**WHAT THE TASK ASKS:** Quote every line below exactly and skip any picture.

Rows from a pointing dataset

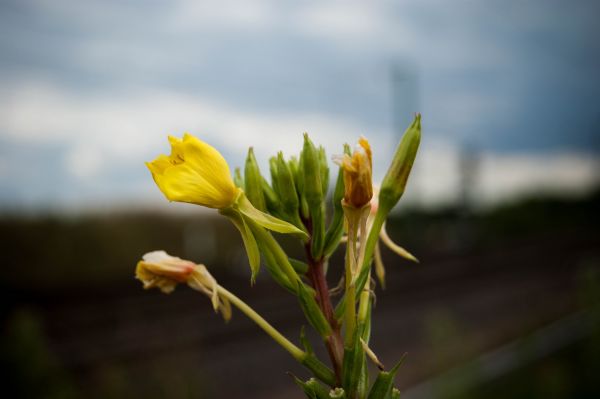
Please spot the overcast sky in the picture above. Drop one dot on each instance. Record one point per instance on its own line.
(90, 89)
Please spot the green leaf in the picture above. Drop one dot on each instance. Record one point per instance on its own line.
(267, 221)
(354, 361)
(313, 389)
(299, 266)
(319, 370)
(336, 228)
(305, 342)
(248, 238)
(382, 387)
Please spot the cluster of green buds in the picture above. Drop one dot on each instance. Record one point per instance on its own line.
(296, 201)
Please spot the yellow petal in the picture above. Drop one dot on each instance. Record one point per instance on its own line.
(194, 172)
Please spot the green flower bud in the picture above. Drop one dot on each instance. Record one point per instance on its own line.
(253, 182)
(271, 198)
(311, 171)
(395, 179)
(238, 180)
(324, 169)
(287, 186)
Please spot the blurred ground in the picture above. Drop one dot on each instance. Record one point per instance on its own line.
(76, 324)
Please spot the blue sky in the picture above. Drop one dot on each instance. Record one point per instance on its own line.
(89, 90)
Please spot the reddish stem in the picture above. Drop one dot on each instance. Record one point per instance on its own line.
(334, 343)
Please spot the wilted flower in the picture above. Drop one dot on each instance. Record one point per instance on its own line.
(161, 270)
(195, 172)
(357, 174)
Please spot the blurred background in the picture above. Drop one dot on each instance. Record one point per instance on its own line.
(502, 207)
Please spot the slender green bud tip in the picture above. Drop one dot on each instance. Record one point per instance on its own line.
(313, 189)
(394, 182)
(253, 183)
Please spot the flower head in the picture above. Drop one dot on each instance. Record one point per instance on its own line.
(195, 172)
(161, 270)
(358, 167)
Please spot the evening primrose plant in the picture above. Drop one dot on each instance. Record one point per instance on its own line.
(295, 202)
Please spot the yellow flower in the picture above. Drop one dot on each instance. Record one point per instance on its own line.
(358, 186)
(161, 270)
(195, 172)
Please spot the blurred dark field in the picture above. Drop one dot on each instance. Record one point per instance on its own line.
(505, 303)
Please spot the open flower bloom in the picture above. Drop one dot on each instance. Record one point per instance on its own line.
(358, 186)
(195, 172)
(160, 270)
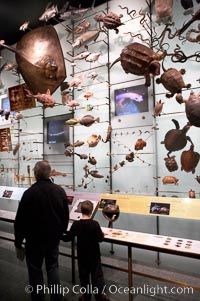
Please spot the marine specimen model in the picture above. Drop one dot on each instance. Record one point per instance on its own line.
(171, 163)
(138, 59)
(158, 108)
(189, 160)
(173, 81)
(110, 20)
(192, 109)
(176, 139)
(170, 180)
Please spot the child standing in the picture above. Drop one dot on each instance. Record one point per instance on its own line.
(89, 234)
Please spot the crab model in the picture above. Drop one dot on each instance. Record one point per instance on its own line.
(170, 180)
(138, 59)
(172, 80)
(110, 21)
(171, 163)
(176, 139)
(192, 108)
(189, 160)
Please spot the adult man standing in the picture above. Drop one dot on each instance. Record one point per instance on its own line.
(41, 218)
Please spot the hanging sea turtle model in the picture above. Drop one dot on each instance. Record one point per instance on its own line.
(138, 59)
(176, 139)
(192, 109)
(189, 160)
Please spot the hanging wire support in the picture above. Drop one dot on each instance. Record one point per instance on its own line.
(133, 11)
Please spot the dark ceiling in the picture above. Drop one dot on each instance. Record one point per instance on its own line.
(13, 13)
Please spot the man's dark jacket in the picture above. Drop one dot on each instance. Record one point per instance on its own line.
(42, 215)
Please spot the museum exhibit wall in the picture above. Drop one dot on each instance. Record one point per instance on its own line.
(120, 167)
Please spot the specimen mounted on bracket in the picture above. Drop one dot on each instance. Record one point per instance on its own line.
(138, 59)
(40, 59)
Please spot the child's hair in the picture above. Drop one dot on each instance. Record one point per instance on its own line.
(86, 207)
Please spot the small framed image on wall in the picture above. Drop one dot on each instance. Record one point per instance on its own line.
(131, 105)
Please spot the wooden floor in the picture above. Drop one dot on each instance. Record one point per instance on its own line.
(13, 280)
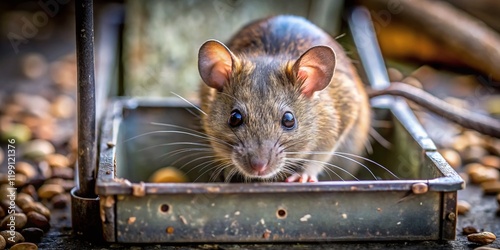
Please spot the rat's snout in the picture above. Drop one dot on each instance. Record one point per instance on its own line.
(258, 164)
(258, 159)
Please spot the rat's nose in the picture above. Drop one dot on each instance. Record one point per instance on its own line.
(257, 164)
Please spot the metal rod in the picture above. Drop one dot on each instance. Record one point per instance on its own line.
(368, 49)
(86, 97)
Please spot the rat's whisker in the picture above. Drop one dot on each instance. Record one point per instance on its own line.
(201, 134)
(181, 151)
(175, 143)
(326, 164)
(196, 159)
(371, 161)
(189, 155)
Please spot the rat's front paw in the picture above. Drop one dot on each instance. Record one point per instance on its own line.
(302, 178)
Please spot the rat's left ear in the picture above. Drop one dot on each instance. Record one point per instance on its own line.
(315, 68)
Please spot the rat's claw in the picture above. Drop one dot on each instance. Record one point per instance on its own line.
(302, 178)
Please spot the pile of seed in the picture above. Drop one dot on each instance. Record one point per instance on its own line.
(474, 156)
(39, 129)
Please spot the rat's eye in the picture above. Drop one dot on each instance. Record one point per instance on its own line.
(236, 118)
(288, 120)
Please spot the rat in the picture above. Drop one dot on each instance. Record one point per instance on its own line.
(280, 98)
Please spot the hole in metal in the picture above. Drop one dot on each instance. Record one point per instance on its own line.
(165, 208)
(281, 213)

**ANSWER TO THE TASK:**
Please spot the overcast sky in the picture above. Drop one dot on each instance. Record one point per instance on its own line.
(90, 89)
Please spot the green leaf in the picture above. Drop one dot on each instance. Record one point per instance on its own line.
(267, 221)
(354, 361)
(313, 389)
(299, 266)
(319, 370)
(336, 228)
(305, 342)
(248, 238)
(382, 387)
Please spot the cluster of green buds in the picture above. Drop one dot on each instance. Record one point per instance on its own line.
(296, 201)
Please spot the yellow petal in the picture above. Drop one dot on each instance. Record one point per instance on its own line.
(194, 172)
Please spot the green flower bud in the picture above. Drop one dot on each instance. Record one point per instance on its own line.
(253, 182)
(271, 198)
(311, 171)
(395, 179)
(238, 180)
(324, 169)
(287, 186)
Please spot the blurred ground in the picture above. Drop one dot on each instance. Record one point per instance on its own line.
(76, 324)
Please spot the blue sky in the picture above. Drop one dot on each instance. Record one point per instance on its own line.
(89, 90)
Please spot the reddish stem in the picture above. Drop one dot on each instance. Record one point per instance on its own line.
(334, 343)
Please spot the wilted flower in the picture above. Drop one dot on each instance. Record one point per instance on its own line.
(161, 270)
(195, 172)
(357, 174)
Please spot the blurred background in the picture above. Drop one dot on each instance. Record one point per instance on its own line.
(502, 207)
Please spot the slender green bud tip in the picture above. Drop one dot on each instance. Record one point per instance on its own line.
(313, 189)
(394, 182)
(253, 183)
Please spot the flower head in the picture above. Drop one dot on each instance. Record one point per instance on its own line.
(195, 172)
(161, 270)
(358, 167)
Please spot the evening primrose plant in the picture above. Drop one dot on each instance. Record one point per instance on its own line.
(295, 202)
Please spot the yellow flower in the picture above. Drop one dot on each instance. Record one point per instance on its own line.
(358, 186)
(161, 270)
(195, 172)
Please spot the blurred dark field in the picture above. Drop one dot on each instance. Record one point per instance on its own line.
(505, 303)
Please spot the open flower bloom in the picture above. Drop one dot on each instance. Record one point per instance on its own line.
(358, 186)
(195, 172)
(160, 270)
Please spot the marine specimen model in the picture above. Drop one dot on each instance. Record one point per instance on its own line.
(171, 163)
(138, 59)
(158, 108)
(189, 160)
(173, 81)
(110, 20)
(192, 109)
(176, 139)
(170, 180)
Please spot the child standing in the picture above. Drop one dot on each instance. Record one point per instance on its own line.
(89, 234)
Please spot the crab model in the picture above. Drop one dot on each instance. Record one point per instance on its own line.
(170, 180)
(138, 59)
(172, 80)
(110, 21)
(171, 163)
(176, 139)
(192, 108)
(189, 160)
Please spot the adult man standing in the picture above. Drop one dot on each instance. Record one point per instance on its own line.
(41, 218)
Please spot the hanging sea turtle model in the picture above. Drop one dot on each instance. Record one point per instance on its own line.
(138, 59)
(176, 139)
(192, 109)
(189, 160)
Please spot the hanging wire support in the picture above. Drop one dot on each instance. Record one point per instance on its own line.
(133, 11)
Please spot the dark ceiling in the picture above. Drop one dot on each instance. Record one point per instance on its own line.
(13, 13)
Please spot the man's dark jacket in the picture above. Drop one dot on each instance. Record one point per instance on its own line.
(42, 215)
Please spot the museum exhibit wall in the picture above. Drop one dot on each instance. Record one point per instance on its own line.
(120, 167)
Please spot the specimen mounted on bracket in the picture above. Drop one dot on each instance. Record one point per instance on its own line.
(138, 59)
(40, 59)
Please spot the child's hair in the picture above. Drop one dot on each instance. Record one point per instance on its own line.
(86, 207)
Please spot the small framed image on wall in the picture above. Drop one dot on each instance. Record one point per instance on its own line.
(131, 105)
Please spot the wooden floor in the picture above. Drop one dot on each instance. Record one point per instance on its own line.
(13, 280)
Please spot the rat's snout in the picture above. Drop one dot on each instance. Record one point per instance on its own line.
(258, 164)
(258, 159)
Please spot the rat's nose in the picture above. Drop one dot on each instance. Record one point per instance on its own line.
(257, 164)
Please spot the metal rod in the picture above. Drop one dot on each instance. Record one point per instance on its own line.
(368, 49)
(86, 97)
Please spot the rat's whisker in the picture above. Drop one dot on each instance. Record one point per instance on its own line.
(201, 134)
(181, 151)
(175, 143)
(326, 164)
(196, 159)
(371, 161)
(189, 155)
Please spot the rat's front paw in the picture above. Drop one dot on each instance. Record one point per instance on its own line.
(302, 178)
Please spot the rat's left ear in the picture above. Drop one dot on each instance. Record one point per instance on its own line.
(315, 68)
Please spot the rat's claw in the picture above. Drop one dot on each instance. Record one point per instance on its own line.
(302, 178)
Please spot the pile of seed in the picture above. Drop one dot on each instance. Record one point per instance on its own line.
(474, 156)
(39, 129)
Please spot the rat's eye in the picture above. Drop one dot on each instance. Record one point per instance on its own line.
(236, 118)
(288, 120)
Please spot the rat in the picture above. Drop one dot on each instance. Record one point per instance on its own line.
(280, 98)
Please spot the hole in metal in the picture above. Drop one dot on each instance. Record one point per instance on its own line.
(165, 208)
(281, 213)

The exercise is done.